TEXT SEGMENT -
# Truck towing capacity



## BillK (Dec 2, 2009)

Hi Guys,  I'm new to this forum so forgive me if I ask a previously answered question; I looked and didn't see one.

I am in the process of re-roofing/re-modeling a 2001 wilderness 31G bumper pull camper.  The camper is listed as weighing 6600 lbs. We have a 2002 Ford F-150 SuperCrew with a 5.4 liter engine and it is said to be able to tow 7100 lbs.  I know with water, gear and passengers we will exceed this max towing capacity.  Should the maximum tow weight not be exceeded any or could it be fudged a little.

The truck has a towing package and the camper has breaks.

Any help/advise would be appreciated.


----------



## rvbmrb (Dec 2, 2009)

That will be a load for your truck need to upsize to a F-250 I pull a 30ft bumper with my Suburban 1500 and its a load and my camper is only 5250lbs dry


----------



## Doyle (Dec 2, 2009)

The list weight of your camper may be the gross weight (all loaded up).   Haul it over to your local city dump or other place that has a truck scale and get it weighed.  Only when you know the true weight will you be able to make an informed decision.


----------



## DS7418 (Dec 2, 2009)

You will need a sway bar and equalizer set to go onto your receiver hitch ball,, then you will be fine. I pulled a 9200lb camper with my 2004 F150 and never had any issues with this set-up.


----------



## BillK (Dec 3, 2009)

Doyle said:


> The list weight of your camper may be the gross weight (all loaded up).   Haul it over to your local city dump or other place that has a truck scale and get it weighed.  Only when you know the true weight will you be able to make an informed decision.

TASK OBJECTIVE - Can you extend the forum thread on truck towing capacity above, picking up right after the final quoted passage?

DATASET EXCERPTS -

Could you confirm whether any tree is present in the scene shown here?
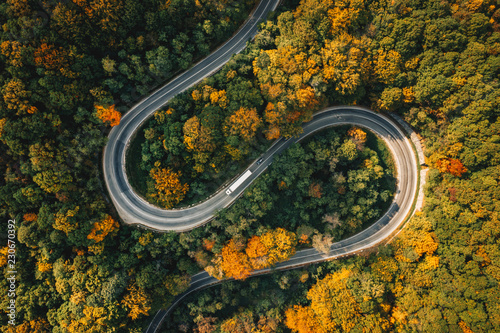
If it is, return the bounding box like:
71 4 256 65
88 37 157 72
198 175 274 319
183 116 215 152
149 162 189 209
285 305 327 333
87 215 120 243
220 239 251 280
225 107 262 141
121 283 151 320
3 79 37 115
436 158 467 177
94 104 122 127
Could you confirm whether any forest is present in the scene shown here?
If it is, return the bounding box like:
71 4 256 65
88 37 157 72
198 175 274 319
0 0 500 333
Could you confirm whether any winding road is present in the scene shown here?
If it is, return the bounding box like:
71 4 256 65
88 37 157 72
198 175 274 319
103 0 423 332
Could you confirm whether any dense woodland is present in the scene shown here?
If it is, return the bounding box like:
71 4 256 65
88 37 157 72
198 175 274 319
160 1 500 333
0 0 500 332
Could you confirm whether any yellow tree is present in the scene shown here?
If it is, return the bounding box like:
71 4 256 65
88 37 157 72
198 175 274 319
183 116 215 152
3 79 37 115
307 269 361 332
149 162 189 209
121 283 151 320
54 206 80 235
224 107 262 141
220 239 251 280
87 215 119 243
94 104 122 127
375 49 402 84
245 236 269 269
285 305 327 333
260 228 297 265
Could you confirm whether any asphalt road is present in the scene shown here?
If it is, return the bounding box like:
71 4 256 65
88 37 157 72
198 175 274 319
103 0 279 231
145 106 418 333
103 0 417 332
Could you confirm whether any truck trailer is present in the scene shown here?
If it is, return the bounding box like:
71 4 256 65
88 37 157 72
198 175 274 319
226 170 252 195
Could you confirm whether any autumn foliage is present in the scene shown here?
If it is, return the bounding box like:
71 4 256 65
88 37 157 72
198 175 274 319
285 269 361 333
87 215 119 243
121 284 151 320
94 105 122 127
150 163 189 209
207 228 297 280
436 158 467 177
225 107 262 141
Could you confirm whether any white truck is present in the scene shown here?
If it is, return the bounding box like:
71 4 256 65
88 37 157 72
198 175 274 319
226 170 252 195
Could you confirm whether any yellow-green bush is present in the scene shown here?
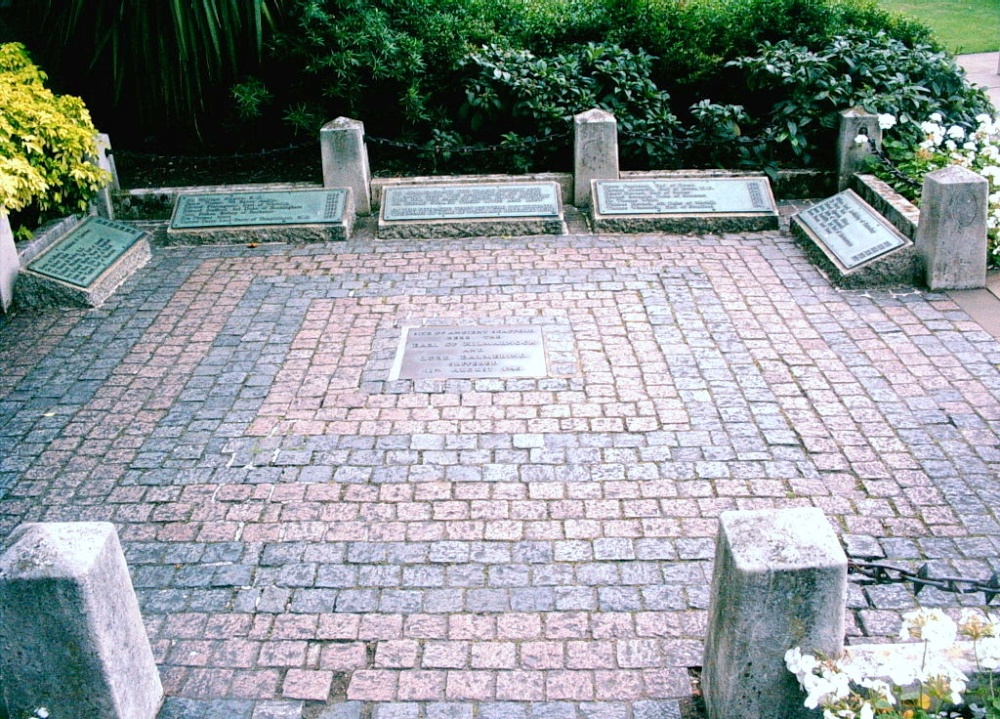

ANSWER FOR THIS EXERCISE -
The camper has a gross weight rating of 8750 lbs.  

We do have a sway bar that came with the camper but do not have a weight equilizer.  That will probably be the first on the "To get" list.


----------



## stratos201 (Dec 3, 2009)

Just remember it's not just the horsepower issues but the stopping ability as well. I've pulled a couple of my 30-33ft campers with both my 1500 and with the wifes Yukon XL but only for short distances with limited hills. BE CAREFUL!!!!!!! and make sure your trailer brakes work properly! If you ever pull it with a Diesel you'll sale the 150. (Especially if you pull it with a Duramax!! )


----------



## shiny 308 (Dec 3, 2009)

as long as you arent going to be pulling it for long distances i wouldnt worry about it,, just drive slow and keep a good following distance between you and the car in front of you!

       Diesels are nice but if youre just getting into camping id work with what you have before you get into the "black smoke" trucks.

       i pulled a 29ft fleetwood wilderness 1984 model with a 2001 Z71 with no problems for several years.


----------



## airboater1 (Jan 13, 2010)

think transmission,braking and engine torque? Diesel vs gas,what will give you the best capability without straining the tow vehicle. Suggest,that any weight pulled be no more than half of the suggested tow wt. Ex:tow wt of f150:5500lbs-pull no more than 2750lbs. this info will keep $$ in your pocket and your tow vehicle out of the repair shop.Good luck, happy camping.


----------



## GAcarver (Jan 13, 2010)

I use to pull a fith wheel with my silverado 4.8 and had no problems, but only on short huals of 100 miles or less.  Make sure
you get the sway bar and equalizer and some electric brakes, allow plenty of stoping distance.  What is the rear end ratio?


----------



## Gunny146 (Jan 13, 2010)

We Have a Shasta Oasis that listed at 7500 GVWR, the Dodge 1500 maxed at 7300. It pulled it but it didn't like it. If you plan on hauling that trailer much, I would at least upgrade to a 3/4 gas burner. But if it was me, and it was, I would go find a nice used coal burner. I found a real nice used 01 Ford F250 7.3 Powerstroke after a little looking. The difference between towing with a diesel and towing with a gas motor is massive. After a few mods to the truck we get 15-18 mpg. But if you choose to keep the 150, the hitch is a must and I would invest in some good after market gauges to montior the engine and transmission. Just my 2 cents.


----------



## mgrclicket (Jan 14, 2010)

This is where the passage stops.